#### 原文抜粋
**********
画面中央左側(実行シナリオ表示部161の下側)には、マスタ画像表示部165が設けられている。このマスタ画像表示部165には、その時点で、検査対象とされているマスタ画像(本来デジタルスチルカメラ1に表示部11に表示されるべき画像)が表示される。
画面中央(マスタ画像表示部165の右側)には、パネル表示部166が設けられている。パネル表示部166には、その時点で、デジタルスチルカメラ1から供給された画面データに基づく画面(すなわち、PC2側からの指示によりデジタルスチルカメラ1の表示部11(図2)に表示される画面)が表示される。
画面中央右側(パネル表示部166の右側)には、判定表示部167が設けられている。判定表示部167には、その時点での判定結果(エラーがあったか否かなどの結果)が表示される。
**********
#### データ抜粋

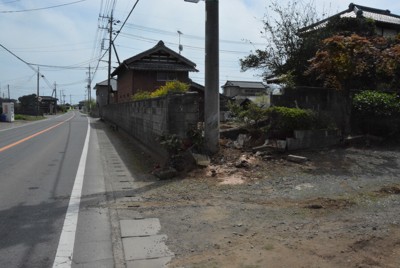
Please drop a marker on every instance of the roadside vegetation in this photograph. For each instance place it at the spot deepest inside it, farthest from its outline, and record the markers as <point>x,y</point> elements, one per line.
<point>28,117</point>
<point>169,87</point>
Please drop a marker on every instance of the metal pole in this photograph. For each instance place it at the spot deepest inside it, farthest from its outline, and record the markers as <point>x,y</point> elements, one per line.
<point>211,97</point>
<point>109,60</point>
<point>37,93</point>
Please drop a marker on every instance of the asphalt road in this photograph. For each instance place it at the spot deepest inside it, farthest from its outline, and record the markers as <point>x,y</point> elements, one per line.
<point>38,166</point>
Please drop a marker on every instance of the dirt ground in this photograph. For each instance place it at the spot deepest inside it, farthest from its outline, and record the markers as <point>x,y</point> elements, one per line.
<point>341,208</point>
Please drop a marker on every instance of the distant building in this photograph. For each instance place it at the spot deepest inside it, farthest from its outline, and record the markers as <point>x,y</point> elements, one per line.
<point>48,104</point>
<point>150,70</point>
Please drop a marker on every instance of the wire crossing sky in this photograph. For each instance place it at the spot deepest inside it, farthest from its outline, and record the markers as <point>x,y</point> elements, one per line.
<point>64,37</point>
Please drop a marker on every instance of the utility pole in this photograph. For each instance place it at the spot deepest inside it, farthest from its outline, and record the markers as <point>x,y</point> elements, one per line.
<point>211,98</point>
<point>109,58</point>
<point>88,89</point>
<point>37,93</point>
<point>55,96</point>
<point>211,93</point>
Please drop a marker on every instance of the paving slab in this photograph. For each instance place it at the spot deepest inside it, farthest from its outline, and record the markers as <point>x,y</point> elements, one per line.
<point>149,247</point>
<point>140,227</point>
<point>150,263</point>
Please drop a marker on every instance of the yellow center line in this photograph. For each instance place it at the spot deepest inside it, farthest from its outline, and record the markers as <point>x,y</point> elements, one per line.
<point>33,135</point>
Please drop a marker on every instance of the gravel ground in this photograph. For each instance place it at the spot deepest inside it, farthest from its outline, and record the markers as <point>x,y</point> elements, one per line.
<point>339,209</point>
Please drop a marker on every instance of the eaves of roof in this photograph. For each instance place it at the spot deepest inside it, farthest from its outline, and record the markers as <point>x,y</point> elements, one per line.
<point>160,47</point>
<point>354,11</point>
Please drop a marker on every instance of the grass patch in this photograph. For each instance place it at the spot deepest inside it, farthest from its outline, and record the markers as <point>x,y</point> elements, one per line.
<point>28,117</point>
<point>268,247</point>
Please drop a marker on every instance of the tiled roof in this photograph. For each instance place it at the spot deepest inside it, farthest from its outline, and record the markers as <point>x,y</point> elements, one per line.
<point>245,84</point>
<point>355,11</point>
<point>160,58</point>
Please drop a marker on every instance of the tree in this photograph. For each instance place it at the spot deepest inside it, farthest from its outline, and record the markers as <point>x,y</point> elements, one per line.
<point>286,51</point>
<point>353,62</point>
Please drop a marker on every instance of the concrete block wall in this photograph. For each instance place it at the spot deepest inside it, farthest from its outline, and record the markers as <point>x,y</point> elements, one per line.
<point>147,120</point>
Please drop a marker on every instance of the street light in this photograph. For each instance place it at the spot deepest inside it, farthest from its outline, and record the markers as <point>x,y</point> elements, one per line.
<point>211,93</point>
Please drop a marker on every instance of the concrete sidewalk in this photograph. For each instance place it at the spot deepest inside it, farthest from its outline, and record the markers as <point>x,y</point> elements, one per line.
<point>137,241</point>
<point>9,125</point>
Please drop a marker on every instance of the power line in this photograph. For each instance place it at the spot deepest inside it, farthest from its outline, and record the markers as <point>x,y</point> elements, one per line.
<point>41,8</point>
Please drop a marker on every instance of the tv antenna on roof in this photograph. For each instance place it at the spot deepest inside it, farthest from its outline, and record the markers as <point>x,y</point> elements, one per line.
<point>180,46</point>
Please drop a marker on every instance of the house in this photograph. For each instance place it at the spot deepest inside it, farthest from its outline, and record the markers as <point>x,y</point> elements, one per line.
<point>151,69</point>
<point>387,24</point>
<point>105,96</point>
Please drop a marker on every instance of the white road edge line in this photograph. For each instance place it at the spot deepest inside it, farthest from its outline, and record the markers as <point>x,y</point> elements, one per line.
<point>65,247</point>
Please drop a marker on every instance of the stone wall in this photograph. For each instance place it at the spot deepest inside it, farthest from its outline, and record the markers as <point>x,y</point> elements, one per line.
<point>147,120</point>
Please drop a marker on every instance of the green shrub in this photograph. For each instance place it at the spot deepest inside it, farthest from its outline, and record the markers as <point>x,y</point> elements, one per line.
<point>284,120</point>
<point>377,113</point>
<point>170,87</point>
<point>141,95</point>
<point>249,114</point>
<point>374,103</point>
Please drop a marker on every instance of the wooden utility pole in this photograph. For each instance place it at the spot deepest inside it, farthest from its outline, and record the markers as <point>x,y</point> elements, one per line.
<point>109,58</point>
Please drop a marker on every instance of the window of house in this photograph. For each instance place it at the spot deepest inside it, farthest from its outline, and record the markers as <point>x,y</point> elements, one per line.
<point>167,76</point>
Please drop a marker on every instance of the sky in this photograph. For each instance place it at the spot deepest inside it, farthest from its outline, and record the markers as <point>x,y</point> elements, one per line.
<point>62,38</point>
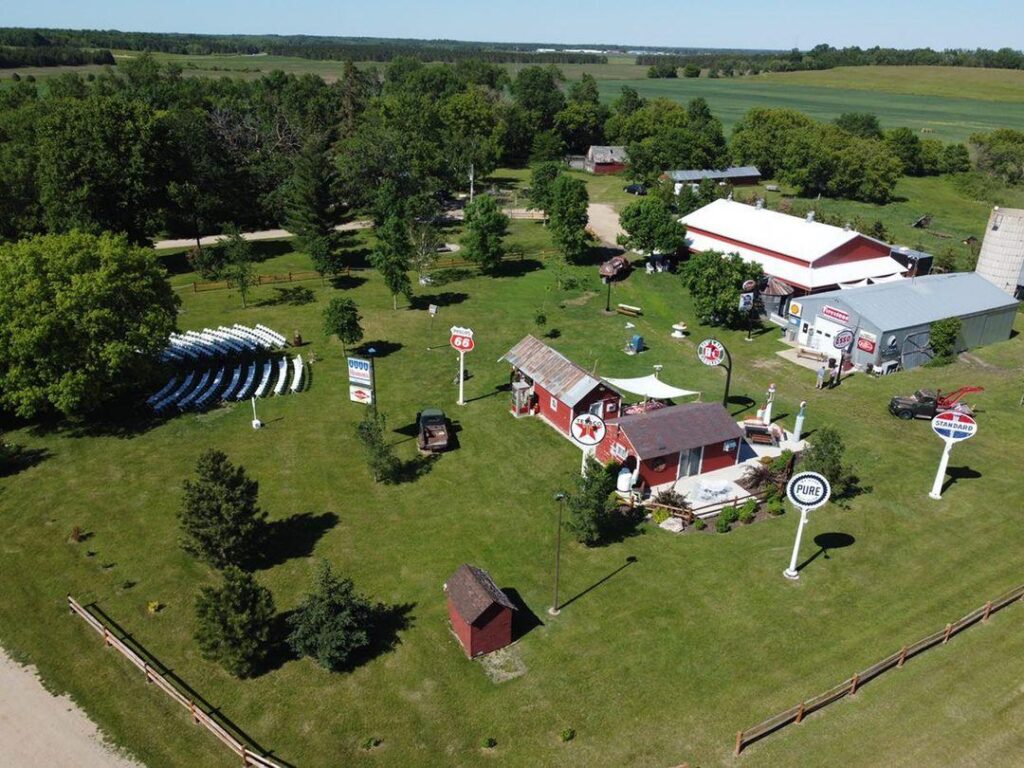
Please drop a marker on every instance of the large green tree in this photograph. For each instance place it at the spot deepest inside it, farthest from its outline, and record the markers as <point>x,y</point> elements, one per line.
<point>391,257</point>
<point>233,623</point>
<point>332,623</point>
<point>542,178</point>
<point>715,282</point>
<point>651,226</point>
<point>313,208</point>
<point>83,321</point>
<point>97,167</point>
<point>220,519</point>
<point>341,318</point>
<point>485,226</point>
<point>568,217</point>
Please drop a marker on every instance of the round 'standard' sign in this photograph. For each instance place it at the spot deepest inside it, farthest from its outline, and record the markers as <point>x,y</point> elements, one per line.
<point>954,427</point>
<point>711,352</point>
<point>808,489</point>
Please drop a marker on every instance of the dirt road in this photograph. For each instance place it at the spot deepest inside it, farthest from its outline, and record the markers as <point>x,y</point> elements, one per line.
<point>40,729</point>
<point>603,221</point>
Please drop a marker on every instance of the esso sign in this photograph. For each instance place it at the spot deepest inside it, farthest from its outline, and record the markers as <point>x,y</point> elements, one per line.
<point>462,339</point>
<point>954,427</point>
<point>711,352</point>
<point>588,429</point>
<point>843,339</point>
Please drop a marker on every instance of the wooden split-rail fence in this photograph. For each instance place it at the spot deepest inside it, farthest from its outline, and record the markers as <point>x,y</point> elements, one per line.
<point>199,716</point>
<point>850,686</point>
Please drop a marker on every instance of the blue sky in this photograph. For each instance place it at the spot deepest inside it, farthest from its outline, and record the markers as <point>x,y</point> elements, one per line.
<point>743,24</point>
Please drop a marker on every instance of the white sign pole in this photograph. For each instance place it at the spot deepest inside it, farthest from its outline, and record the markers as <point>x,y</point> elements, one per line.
<point>941,474</point>
<point>462,378</point>
<point>792,572</point>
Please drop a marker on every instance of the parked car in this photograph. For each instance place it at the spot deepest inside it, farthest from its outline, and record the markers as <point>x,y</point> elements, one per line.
<point>615,267</point>
<point>432,430</point>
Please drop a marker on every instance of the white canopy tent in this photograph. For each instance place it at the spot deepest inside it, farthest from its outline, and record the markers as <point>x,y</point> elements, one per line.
<point>649,387</point>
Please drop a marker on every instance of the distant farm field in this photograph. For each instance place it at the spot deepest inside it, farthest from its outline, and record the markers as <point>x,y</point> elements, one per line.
<point>939,117</point>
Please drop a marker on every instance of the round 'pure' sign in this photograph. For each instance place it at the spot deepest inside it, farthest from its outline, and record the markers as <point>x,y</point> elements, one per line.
<point>808,489</point>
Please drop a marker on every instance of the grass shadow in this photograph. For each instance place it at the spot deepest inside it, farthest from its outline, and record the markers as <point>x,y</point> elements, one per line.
<point>346,282</point>
<point>524,621</point>
<point>448,298</point>
<point>603,580</point>
<point>955,474</point>
<point>14,459</point>
<point>295,537</point>
<point>294,296</point>
<point>381,348</point>
<point>826,542</point>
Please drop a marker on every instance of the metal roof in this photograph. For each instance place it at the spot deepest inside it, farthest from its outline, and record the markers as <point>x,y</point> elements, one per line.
<point>553,371</point>
<point>1001,257</point>
<point>722,174</point>
<point>473,591</point>
<point>920,301</point>
<point>599,154</point>
<point>679,428</point>
<point>791,236</point>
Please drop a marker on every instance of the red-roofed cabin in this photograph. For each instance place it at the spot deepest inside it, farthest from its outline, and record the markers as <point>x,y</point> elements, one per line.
<point>673,442</point>
<point>480,613</point>
<point>548,384</point>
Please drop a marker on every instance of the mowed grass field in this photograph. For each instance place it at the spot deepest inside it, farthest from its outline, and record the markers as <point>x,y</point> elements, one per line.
<point>652,665</point>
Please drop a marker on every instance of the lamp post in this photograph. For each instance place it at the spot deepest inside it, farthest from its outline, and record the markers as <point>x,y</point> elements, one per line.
<point>560,498</point>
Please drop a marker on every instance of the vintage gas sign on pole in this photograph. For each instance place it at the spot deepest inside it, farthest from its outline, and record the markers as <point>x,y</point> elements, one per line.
<point>713,352</point>
<point>951,427</point>
<point>587,430</point>
<point>462,341</point>
<point>807,491</point>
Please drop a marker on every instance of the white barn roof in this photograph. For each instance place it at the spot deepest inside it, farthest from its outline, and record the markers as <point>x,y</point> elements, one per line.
<point>803,275</point>
<point>1001,257</point>
<point>792,236</point>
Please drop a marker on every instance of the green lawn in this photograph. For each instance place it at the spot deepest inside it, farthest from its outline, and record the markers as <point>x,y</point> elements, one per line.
<point>659,665</point>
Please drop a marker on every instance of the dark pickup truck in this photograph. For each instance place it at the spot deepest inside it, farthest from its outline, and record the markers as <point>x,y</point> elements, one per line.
<point>432,430</point>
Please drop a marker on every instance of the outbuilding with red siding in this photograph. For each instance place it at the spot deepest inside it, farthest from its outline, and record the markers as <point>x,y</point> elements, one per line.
<point>671,442</point>
<point>548,384</point>
<point>480,613</point>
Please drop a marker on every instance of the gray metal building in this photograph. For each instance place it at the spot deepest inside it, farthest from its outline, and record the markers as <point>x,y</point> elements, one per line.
<point>891,322</point>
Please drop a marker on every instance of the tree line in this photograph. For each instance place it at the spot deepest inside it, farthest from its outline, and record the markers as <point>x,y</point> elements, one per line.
<point>825,57</point>
<point>303,46</point>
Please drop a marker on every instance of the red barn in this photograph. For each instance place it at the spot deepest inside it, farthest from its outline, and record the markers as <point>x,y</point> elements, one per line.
<point>806,254</point>
<point>546,383</point>
<point>480,613</point>
<point>673,442</point>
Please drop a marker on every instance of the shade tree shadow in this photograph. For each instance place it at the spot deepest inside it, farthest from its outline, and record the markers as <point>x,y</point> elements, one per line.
<point>14,459</point>
<point>293,296</point>
<point>295,537</point>
<point>524,621</point>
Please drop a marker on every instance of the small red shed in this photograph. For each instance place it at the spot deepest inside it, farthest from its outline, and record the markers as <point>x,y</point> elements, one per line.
<point>480,613</point>
<point>671,442</point>
<point>548,384</point>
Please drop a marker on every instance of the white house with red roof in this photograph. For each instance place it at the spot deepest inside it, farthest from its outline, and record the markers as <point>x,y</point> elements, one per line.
<point>806,254</point>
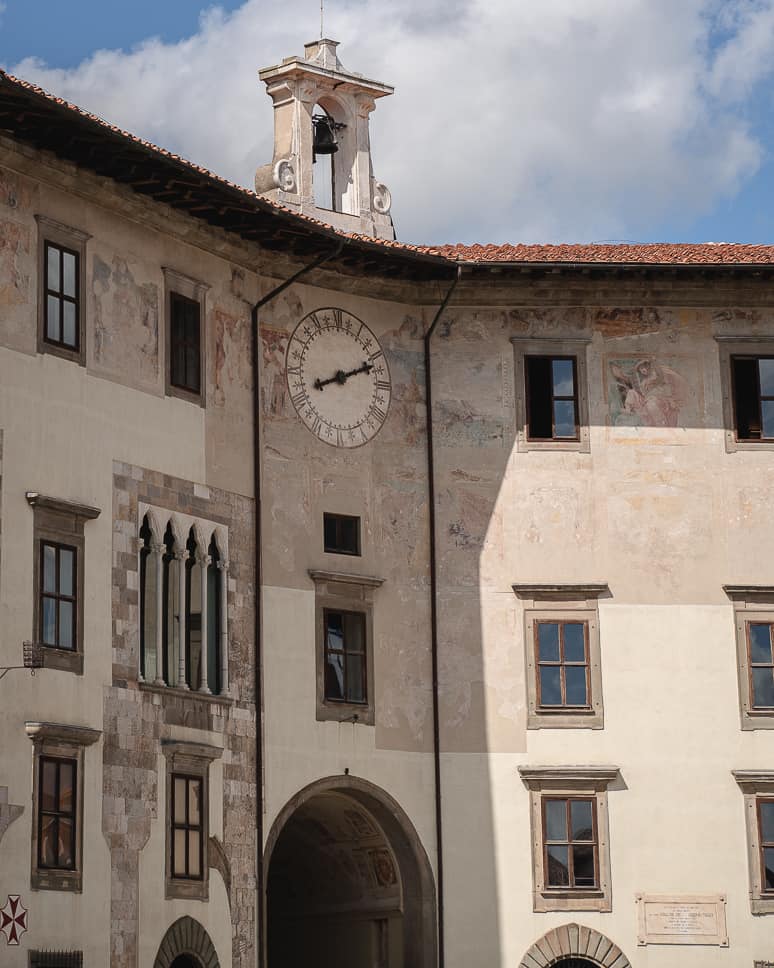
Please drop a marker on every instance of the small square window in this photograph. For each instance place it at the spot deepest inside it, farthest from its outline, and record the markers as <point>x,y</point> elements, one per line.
<point>185,343</point>
<point>341,534</point>
<point>570,843</point>
<point>345,657</point>
<point>552,397</point>
<point>62,291</point>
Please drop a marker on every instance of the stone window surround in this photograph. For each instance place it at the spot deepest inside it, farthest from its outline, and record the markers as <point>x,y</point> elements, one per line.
<point>204,530</point>
<point>755,784</point>
<point>348,593</point>
<point>752,603</point>
<point>190,759</point>
<point>194,289</point>
<point>61,522</point>
<point>729,346</point>
<point>563,603</point>
<point>49,230</point>
<point>67,742</point>
<point>570,781</point>
<point>575,346</point>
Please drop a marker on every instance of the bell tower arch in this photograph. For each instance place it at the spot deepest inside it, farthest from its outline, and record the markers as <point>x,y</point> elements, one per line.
<point>322,147</point>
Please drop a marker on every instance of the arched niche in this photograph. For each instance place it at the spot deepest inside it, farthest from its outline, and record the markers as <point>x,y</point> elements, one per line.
<point>348,880</point>
<point>574,946</point>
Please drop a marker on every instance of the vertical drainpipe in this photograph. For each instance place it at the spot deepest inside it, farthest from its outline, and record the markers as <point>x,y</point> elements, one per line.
<point>434,616</point>
<point>258,630</point>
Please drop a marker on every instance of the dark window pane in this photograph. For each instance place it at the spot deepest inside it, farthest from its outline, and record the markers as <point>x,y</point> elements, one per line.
<point>65,625</point>
<point>49,621</point>
<point>556,819</point>
<point>49,569</point>
<point>763,687</point>
<point>548,641</point>
<point>69,335</point>
<point>66,562</point>
<point>581,822</point>
<point>564,418</point>
<point>48,842</point>
<point>767,419</point>
<point>550,686</point>
<point>768,869</point>
<point>334,676</point>
<point>766,374</point>
<point>767,822</point>
<point>53,268</point>
<point>563,380</point>
<point>574,642</point>
<point>583,866</point>
<point>355,679</point>
<point>575,685</point>
<point>48,785</point>
<point>760,642</point>
<point>558,874</point>
<point>52,318</point>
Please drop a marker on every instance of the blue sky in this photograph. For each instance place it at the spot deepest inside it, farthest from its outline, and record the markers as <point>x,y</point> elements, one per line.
<point>513,120</point>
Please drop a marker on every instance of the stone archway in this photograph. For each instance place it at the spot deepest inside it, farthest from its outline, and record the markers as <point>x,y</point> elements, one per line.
<point>186,945</point>
<point>574,946</point>
<point>348,881</point>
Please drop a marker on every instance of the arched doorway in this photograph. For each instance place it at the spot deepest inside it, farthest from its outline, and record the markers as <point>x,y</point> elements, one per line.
<point>348,882</point>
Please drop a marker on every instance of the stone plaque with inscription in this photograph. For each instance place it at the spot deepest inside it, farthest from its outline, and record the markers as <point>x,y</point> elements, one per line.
<point>682,919</point>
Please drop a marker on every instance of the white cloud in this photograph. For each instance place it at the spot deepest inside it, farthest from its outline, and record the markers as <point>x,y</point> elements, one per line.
<point>512,119</point>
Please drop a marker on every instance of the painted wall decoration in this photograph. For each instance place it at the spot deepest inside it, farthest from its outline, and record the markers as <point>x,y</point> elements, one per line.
<point>646,391</point>
<point>13,919</point>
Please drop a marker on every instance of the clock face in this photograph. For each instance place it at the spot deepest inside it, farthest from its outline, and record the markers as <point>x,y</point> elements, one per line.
<point>338,378</point>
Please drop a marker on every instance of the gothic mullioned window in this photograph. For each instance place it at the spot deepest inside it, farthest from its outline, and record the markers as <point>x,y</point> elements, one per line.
<point>183,576</point>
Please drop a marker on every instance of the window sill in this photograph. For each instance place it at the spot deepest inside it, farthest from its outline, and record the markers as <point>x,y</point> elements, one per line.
<point>190,695</point>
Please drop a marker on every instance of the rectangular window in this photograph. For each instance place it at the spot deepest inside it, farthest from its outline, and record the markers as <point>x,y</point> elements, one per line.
<point>62,298</point>
<point>345,656</point>
<point>570,842</point>
<point>552,397</point>
<point>58,595</point>
<point>753,394</point>
<point>57,785</point>
<point>766,841</point>
<point>341,534</point>
<point>185,343</point>
<point>562,659</point>
<point>187,827</point>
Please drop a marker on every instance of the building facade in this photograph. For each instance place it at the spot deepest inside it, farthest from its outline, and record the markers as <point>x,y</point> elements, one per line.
<point>396,606</point>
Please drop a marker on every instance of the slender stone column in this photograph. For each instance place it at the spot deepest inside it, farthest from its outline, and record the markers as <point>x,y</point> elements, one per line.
<point>204,561</point>
<point>182,557</point>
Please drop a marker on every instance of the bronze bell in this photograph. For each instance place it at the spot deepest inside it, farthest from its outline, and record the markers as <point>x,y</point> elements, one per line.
<point>324,142</point>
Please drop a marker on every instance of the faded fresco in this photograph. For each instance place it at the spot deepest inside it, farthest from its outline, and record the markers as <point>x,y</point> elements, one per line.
<point>646,391</point>
<point>126,321</point>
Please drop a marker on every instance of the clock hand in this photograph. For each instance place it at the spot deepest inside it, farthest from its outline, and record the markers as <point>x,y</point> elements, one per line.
<point>341,377</point>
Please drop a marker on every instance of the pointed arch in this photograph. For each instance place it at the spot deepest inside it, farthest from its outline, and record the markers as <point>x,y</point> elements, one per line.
<point>559,946</point>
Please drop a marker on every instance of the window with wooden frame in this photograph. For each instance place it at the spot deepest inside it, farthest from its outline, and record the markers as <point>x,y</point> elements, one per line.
<point>57,804</point>
<point>570,836</point>
<point>757,787</point>
<point>61,288</point>
<point>562,655</point>
<point>344,620</point>
<point>552,397</point>
<point>188,817</point>
<point>754,622</point>
<point>341,534</point>
<point>185,300</point>
<point>187,821</point>
<point>59,547</point>
<point>345,657</point>
<point>570,848</point>
<point>551,393</point>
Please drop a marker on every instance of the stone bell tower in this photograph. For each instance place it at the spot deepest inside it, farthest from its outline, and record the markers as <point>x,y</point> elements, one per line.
<point>322,148</point>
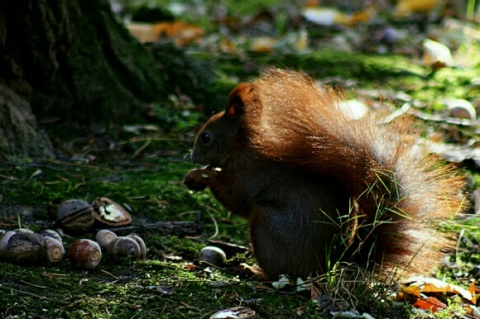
**********
#### 取り組むこと
1. 検査画面の説明で、画面上に配置されている「表示部」をすべて、符号をつけて挙げること。
2. 検査画面の説明から、「画面中央左側(実行シナリオ表」を含むところで書き始め、「かなどの結果)が表示される。」で終えて、一字一句そのまま書き写すこと。
3. 検査画面の説明の続きを、最後の文の後から書き進めること。

#### 解答
1. 実行シナリオ表示部161、マスタ画像表示部165、パネル表示部166、判定表示部167

2.
画面中央左側(実行シナリオ表示部161の下側)には、マスタ画像表示部165が設けられている。このマスタ画像表示部165には、その時点で、検査対象とされているマスタ画像(本来デジタルスチルカメラ1に表示部11に表示されるべき画像)が表示される。
画面中央(マスタ画像表示部165の右側)には、パネル表示部166が設けられている。パネル表示部166には、その時点で、デジタルスチルカメラ1から供給された画面データに基づく画面(すなわち、PC2側からの指示によりデジタルスチルカメラ1の表示部11(図2)に表示される画面)が表示される。
画面中央右側(パネル表示部166の右側)には、判定表示部167が設けられている。判定表示部167には、その時点での判定結果(エラーがあったか否かなどの結果)が表示される。

3.
このような各表示部の下側(画面下側)には、シナリオ実行状況表示部168が設けられている。このシナリオ実行状況表示部168は、その時点で実行されているシナリオファイル103の内容を表示する。“その時点で実行されているシナリオファイル103の内容”とは、解釈結果の最新の内容(最終解釈結果の内容)である。また、図7のシナリオ実行状況表示部168においては、最終行が、最終解釈結果の内容を示している。すなわちこの場合、最終解釈結果が、表示末尾に、順次改行後に追加されていく構成とされている。
また、シナリオ実行状況表示部168に表示されている項目のうち、その時点で実行されている項目(コマンド)は、他の項目(コマンド)と区別がつくように、例えば、文字が反転された状態で表示される、下線が引かれた状態で表示されるなどされる。図7に示した例では、マッチングというコマンド(Matchingコマンド)が実行されているために、“マッチング実行”という項目が、他の項目と区別がつくような表示とされている。
なお、シナリオ実行状況表示部168には、既に実行されたシナリオファイル103の内容を表示させたいときに操作される縦スクロールバーも、図中右側に設けられている。このスクロールバーは、シナリオ実行状況表示部168に表示される最大の行数(図7では9行)以上の内容が表示されるときに、表示される。
図7に示した画面は、一例であり、図7では図示していないボタンなどを適宜表示させることは、勿論可能である。
このような構成を有する画面が、検査官(ユーザ)側に提供される。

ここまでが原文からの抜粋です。